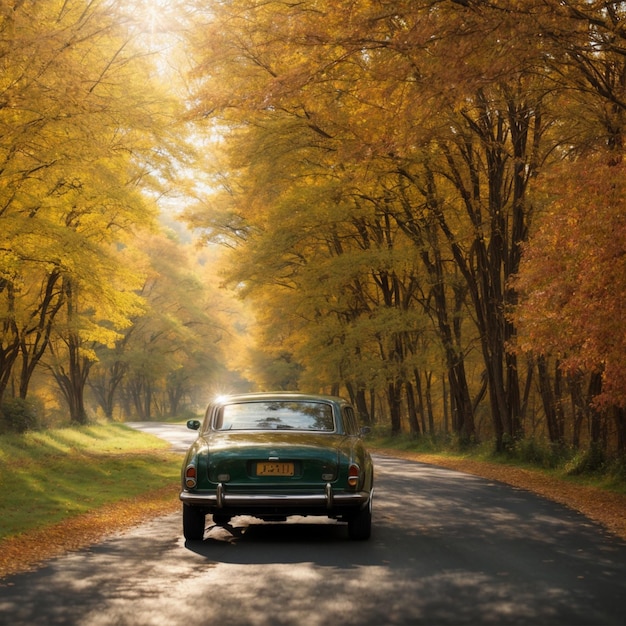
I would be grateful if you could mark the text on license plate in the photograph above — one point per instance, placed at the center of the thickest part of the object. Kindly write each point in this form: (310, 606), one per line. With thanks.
(274, 468)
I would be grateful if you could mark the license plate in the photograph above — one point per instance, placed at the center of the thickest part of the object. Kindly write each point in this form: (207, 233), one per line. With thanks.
(274, 468)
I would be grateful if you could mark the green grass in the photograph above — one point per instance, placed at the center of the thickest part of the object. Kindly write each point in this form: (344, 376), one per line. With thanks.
(49, 476)
(563, 464)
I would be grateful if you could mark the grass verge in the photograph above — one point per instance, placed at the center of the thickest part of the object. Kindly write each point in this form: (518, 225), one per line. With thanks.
(52, 476)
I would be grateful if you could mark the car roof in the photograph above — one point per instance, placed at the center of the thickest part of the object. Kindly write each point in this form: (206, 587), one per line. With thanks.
(277, 395)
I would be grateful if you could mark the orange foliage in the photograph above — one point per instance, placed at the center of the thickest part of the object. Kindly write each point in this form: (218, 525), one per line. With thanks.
(573, 275)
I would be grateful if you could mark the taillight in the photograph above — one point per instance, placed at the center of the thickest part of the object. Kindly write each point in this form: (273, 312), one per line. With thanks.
(353, 475)
(190, 476)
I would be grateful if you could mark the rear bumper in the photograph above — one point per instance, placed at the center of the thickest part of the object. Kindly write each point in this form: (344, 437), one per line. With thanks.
(288, 502)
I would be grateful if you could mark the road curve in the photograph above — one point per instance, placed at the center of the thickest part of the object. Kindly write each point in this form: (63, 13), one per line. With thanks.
(446, 548)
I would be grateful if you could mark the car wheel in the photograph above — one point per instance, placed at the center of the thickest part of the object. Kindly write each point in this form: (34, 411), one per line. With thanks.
(360, 524)
(193, 523)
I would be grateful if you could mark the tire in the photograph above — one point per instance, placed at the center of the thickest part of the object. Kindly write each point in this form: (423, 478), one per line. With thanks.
(193, 523)
(360, 524)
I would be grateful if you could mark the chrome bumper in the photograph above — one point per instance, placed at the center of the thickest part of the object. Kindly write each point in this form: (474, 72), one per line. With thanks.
(328, 500)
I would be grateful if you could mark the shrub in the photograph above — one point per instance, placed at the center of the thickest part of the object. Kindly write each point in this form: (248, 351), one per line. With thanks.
(18, 415)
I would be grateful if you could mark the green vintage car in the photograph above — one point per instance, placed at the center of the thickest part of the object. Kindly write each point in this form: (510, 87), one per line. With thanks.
(273, 455)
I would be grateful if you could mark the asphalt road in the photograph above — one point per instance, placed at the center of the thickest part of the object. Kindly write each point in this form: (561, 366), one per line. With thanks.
(446, 548)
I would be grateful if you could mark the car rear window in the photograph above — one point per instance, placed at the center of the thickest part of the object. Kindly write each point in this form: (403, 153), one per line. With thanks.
(276, 415)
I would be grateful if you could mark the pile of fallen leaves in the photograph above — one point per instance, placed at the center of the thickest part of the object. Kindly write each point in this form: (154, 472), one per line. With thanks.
(605, 507)
(26, 551)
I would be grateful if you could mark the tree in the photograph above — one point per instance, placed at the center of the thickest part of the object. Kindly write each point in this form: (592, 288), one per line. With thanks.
(86, 130)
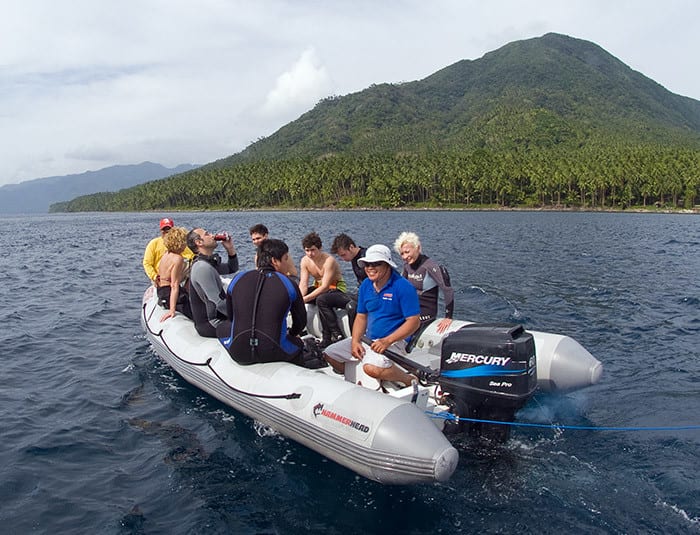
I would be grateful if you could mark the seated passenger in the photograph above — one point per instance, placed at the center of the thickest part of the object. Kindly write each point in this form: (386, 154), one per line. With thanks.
(207, 296)
(427, 276)
(156, 249)
(171, 269)
(346, 248)
(328, 289)
(387, 312)
(258, 302)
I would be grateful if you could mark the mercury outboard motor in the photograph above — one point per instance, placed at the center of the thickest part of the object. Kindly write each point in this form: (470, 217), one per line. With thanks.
(489, 372)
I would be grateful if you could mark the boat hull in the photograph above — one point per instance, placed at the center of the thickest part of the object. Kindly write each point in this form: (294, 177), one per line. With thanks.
(381, 437)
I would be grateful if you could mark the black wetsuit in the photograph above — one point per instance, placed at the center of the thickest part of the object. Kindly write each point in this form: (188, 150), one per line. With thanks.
(207, 296)
(427, 276)
(266, 297)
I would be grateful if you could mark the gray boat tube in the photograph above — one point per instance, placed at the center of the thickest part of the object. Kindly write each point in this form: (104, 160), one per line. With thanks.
(563, 365)
(382, 437)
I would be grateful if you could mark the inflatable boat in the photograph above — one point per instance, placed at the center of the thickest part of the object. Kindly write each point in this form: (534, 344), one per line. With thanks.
(385, 432)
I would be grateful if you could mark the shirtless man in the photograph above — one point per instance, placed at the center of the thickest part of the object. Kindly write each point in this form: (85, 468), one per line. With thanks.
(327, 289)
(258, 233)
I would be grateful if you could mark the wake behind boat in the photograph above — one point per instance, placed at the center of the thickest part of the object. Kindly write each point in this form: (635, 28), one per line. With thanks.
(387, 433)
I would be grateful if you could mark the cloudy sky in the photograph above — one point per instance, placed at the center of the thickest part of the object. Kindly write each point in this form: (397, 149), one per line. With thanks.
(85, 84)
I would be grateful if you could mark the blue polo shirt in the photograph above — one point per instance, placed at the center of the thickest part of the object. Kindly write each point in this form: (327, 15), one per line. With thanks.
(387, 309)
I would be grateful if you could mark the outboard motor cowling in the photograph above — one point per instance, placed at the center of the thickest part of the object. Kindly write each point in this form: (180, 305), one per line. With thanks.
(490, 372)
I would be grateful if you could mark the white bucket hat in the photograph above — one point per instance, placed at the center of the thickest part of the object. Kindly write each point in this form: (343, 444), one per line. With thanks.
(377, 253)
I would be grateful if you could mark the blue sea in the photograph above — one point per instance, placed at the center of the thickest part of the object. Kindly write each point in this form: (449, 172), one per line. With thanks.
(99, 436)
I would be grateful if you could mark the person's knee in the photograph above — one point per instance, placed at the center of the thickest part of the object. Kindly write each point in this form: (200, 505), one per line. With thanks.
(374, 371)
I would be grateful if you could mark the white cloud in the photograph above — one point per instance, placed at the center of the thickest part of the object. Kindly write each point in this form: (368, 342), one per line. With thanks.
(87, 84)
(299, 88)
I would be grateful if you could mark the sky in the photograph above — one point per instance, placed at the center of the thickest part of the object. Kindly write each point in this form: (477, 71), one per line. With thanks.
(87, 84)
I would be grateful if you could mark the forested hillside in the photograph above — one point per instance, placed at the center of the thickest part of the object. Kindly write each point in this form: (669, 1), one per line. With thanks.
(547, 121)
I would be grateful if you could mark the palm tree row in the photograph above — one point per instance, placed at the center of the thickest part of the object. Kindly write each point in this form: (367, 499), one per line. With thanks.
(614, 176)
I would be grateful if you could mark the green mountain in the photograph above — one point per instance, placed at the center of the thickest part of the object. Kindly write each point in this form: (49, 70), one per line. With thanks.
(547, 121)
(545, 91)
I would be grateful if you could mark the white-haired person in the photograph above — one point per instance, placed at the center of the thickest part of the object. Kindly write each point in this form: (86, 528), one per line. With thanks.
(387, 313)
(427, 277)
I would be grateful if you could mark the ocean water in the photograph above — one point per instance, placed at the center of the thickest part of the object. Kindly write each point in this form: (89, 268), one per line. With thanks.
(99, 436)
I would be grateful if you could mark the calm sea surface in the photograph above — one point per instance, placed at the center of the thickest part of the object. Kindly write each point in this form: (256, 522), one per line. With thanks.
(99, 436)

Given instruction
Reproduce each entry verbatim, excluding any embedded images.

Finished task
I would be grateful if you could mark the text on license plate in the photograph above — one point per instance, placed at the center of the thickest part of the object. Kindly write each point in this form: (310, 606), one per line. With thanks.
(274, 468)
I would be grateful if you could mark the license plate in the photograph above — one point per instance, placed at the center of the thickest part of the object. Kindly write each point in this form: (207, 233), one per line. With thanks.
(274, 468)
I would be grateful if you could mark the green grass in the photograph above — one point per instance, placed at the center of the thickest part of the object. Kindly write each point in this form: (344, 376), one per line. With thanks.
(49, 476)
(563, 464)
I would be grateful if you could mark the grass verge in the photograph above — one point per instance, placed at the center of the thickest part of the object. Kindly write each point in this form: (518, 225), one per line. With thanks.
(52, 476)
I would be grateful if you could mark the car roof in the photograph above — one point per instance, placed at the center of the thickest part of the object. Kindly write each point in this form: (206, 587), one per line. With thanks.
(277, 395)
I would be grateful if you could mark the orange foliage in the photograph above — one point per instance, placed at the center of the thickest part of the object. Kindly write each point in this form: (218, 525), one per line. With thanks.
(573, 275)
I would be grateful if you could mark the taillight in the photograph above — one point per instance, placed at the center of the thickest part of the object. Kindly write each point in this form: (273, 312), one per line. With thanks.
(353, 475)
(190, 476)
I would be grateful if you could mark the rear bumper in the photograph above — one point per instance, placed at the center of the thickest part of the object. Kindly write each point in this form: (344, 437), one per line. With thanks.
(288, 502)
I would be grateful if you could mark the road curve in the photograph above — one point per instance, placed at the center of the thickest part of the object. Kindly write each point in this form: (63, 13), one per line. With thanks.
(446, 548)
I would be grateful if you could mark the car wheel in the photograph above — one point per instance, placed at the center of the thickest part of the object. Kindly write each point in this form: (34, 411), one per line. With thanks.
(360, 524)
(193, 523)
I would be grateful if you could mark the tire in the photograph above — one point per instance, placed at the center of the thickest part of the object. Kindly write each point in this form: (423, 478), one per line. With thanks.
(193, 523)
(360, 524)
I would be grateful if you could mark the chrome bumper in the photograph above — one point per instance, placed at the center of the thickest part of the object. Kindly write each point in this form: (474, 72), one per line. With thanks.
(328, 500)
I would be grateful if you could mark the shrub in the photograph above — one point per instance, placed at the center of the thickest part of the object. Kindly write each point in this form: (248, 351), one per line. With thanks.
(18, 415)
I would be grateful if you could mark the green vintage car in the photograph above — one point per instance, placed at the center of the thickest part of the object. Kindly write each point in this form: (510, 87), one per line. With thanks.
(273, 455)
I would be grateful if you could mark the asphalt road in the photograph above — one point per instance, placed at the center of the thickest part of the object. Kindly write each point in this form: (561, 366), one per line. With thanks.
(446, 548)
I would be grateful if you could mark the car rear window in the photograph above — one point per instance, placed at the center of the thickest part of the object. Kindly write each point in this form: (403, 153), one per line. With thanks.
(276, 415)
I would be grateful if you could mark the pile of fallen leaves in the photograph above — one point per instance, placed at the center of the thickest part of the object. Kindly write each point in this form: (154, 472), one per line. With thanks.
(605, 507)
(26, 551)
I would be grateful if you could mark the tree in the photograph above — one point per instance, placed at the center of the thickest part of the object. Kindly write each point in this form: (592, 288), one per line. With thanks.
(86, 130)
I would be grateful if you could mark the seated passenger in the photograph above — one point per instance, placed at the center of the thickest part of the object. Kindly write each point in this form: (386, 154), one per line. With thanks.
(207, 296)
(427, 276)
(156, 249)
(171, 269)
(346, 248)
(328, 289)
(387, 312)
(258, 302)
I would be grateful if you could mark the mercury outboard motor in the photograph above — one point per instance, placed at the center of the thickest part of the object. Kindly write each point in this form: (470, 217), one per line. With thanks.
(489, 372)
I would be grateful if you could mark the boat hull in the photograph above — one point per instance, placed at the center of the thickest part of the object. Kindly write each point in this form: (294, 177), one per line. With thanks.
(381, 437)
I would be grateful if you could mark the black wetsuit in the photograph above — one point per instance, placed at the center of the thickest part of the object. Kindly write each point in this form: (188, 150), one per line. With thanks.
(207, 296)
(427, 276)
(266, 297)
I would be grateful if you could mark the gray boat tube in the photograph above — one point per instance, placed at the center of the thickest part of the object. Kindly write each point in this form: (104, 160), one per line. With thanks.
(563, 365)
(382, 437)
I would be grateful if you could mark the inflatable boat in the photograph above — one point per instance, placed at the center of the thickest part of the object. Kindly write each point in this form: (534, 344), one per line. With thanks.
(385, 432)
I would be grateful if you could mark the shirtless man in the photograph above — one point per instance, placed at the center of the thickest part of the object. Kindly write each point in this form: (85, 468), one per line. With thanks.
(327, 289)
(258, 233)
I would be grateful if you could mark the wake behind boat in the photograph above — one point per instance, placed at the center of the thickest part of the object. Kindly write each point in this form: (635, 28), one per line. With thanks.
(387, 433)
I would be grateful if you could mark the cloudy sky in the photograph above — one point per instance, placed at the center of the thickest part of the object. Kindly write each point in this form: (397, 149), one per line. With thanks.
(85, 84)
I would be grateful if you could mark the blue polo shirt in the photograph above — one point per instance, placed at the center of the thickest part of the object. Kindly write each point in this form: (327, 15), one per line. With thanks.
(387, 309)
I would be grateful if you could mark the outboard motor cowling in the photograph above — one point per instance, placed at the center of the thickest part of the object. Kindly write each point in this form: (180, 305), one per line. With thanks.
(490, 372)
I would be grateful if you could mark the white bucket hat in the photograph above — one point per instance, placed at the center of the thickest part of the object. Kindly write each point in this form: (343, 444), one per line. With thanks.
(377, 253)
I would be grateful if you could mark the blue sea in the photograph above — one point per instance, placed at the center of the thickest part of the object. Kindly write each point in this form: (449, 172), one per line. With thanks.
(99, 436)
I would be grateful if you could mark the person's knee in the photograph above — one point per instance, placed at the center of the thickest part of the object. Kindly write each point in this form: (200, 505), one per line. With thanks.
(374, 371)
I would be grateful if you could mark the white cloud in the photograph above — one point per instance, placed at the center of the thickest part of the object. Kindly write each point in this form: (368, 342), one per line. With thanks.
(87, 84)
(299, 88)
I would be grateful if you could mark the sky in the photograph above — one point per instance, placed at the center of the thickest part of the object. Kindly write each point in this form: (477, 71), one per line. With thanks.
(87, 84)
I would be grateful if you could mark the forested hillside in the photograph above — one point per instance, placed at the center of the thickest part of the object. Kindly write each point in this form: (669, 1), one per line. With thanks.
(547, 121)
I would be grateful if you could mark the palm tree row in the photograph above — one point per instance, placed at the center of the thickest part of the object. Kindly write each point in this form: (367, 499), one per line. With thanks.
(614, 176)
I would be grateful if you could mark the green mountain in the photograph above — one point per instance, placed at the center of the thickest part of the object. Kindly write each point in this form: (49, 70), one per line. With thanks.
(547, 121)
(545, 91)
I would be grateful if you could mark the white-haired person in the photograph above — one point per instance, placed at the center of the thickest part of the object. Kindly write each point in this form: (86, 528), one per line. With thanks.
(387, 313)
(427, 277)
I would be grateful if you could mark the ocean water in the photograph above — one point per instance, placed at the center of the thickest part of the object. Kindly write each point in this form: (89, 268), one per line. With thanks.
(99, 436)
I would be grateful if you could mark the calm sea surface in the photograph above — one point per instance, placed at the center of the thickest part of the object. Kindly write each point in this form: (256, 522), one per line. With thanks.
(99, 436)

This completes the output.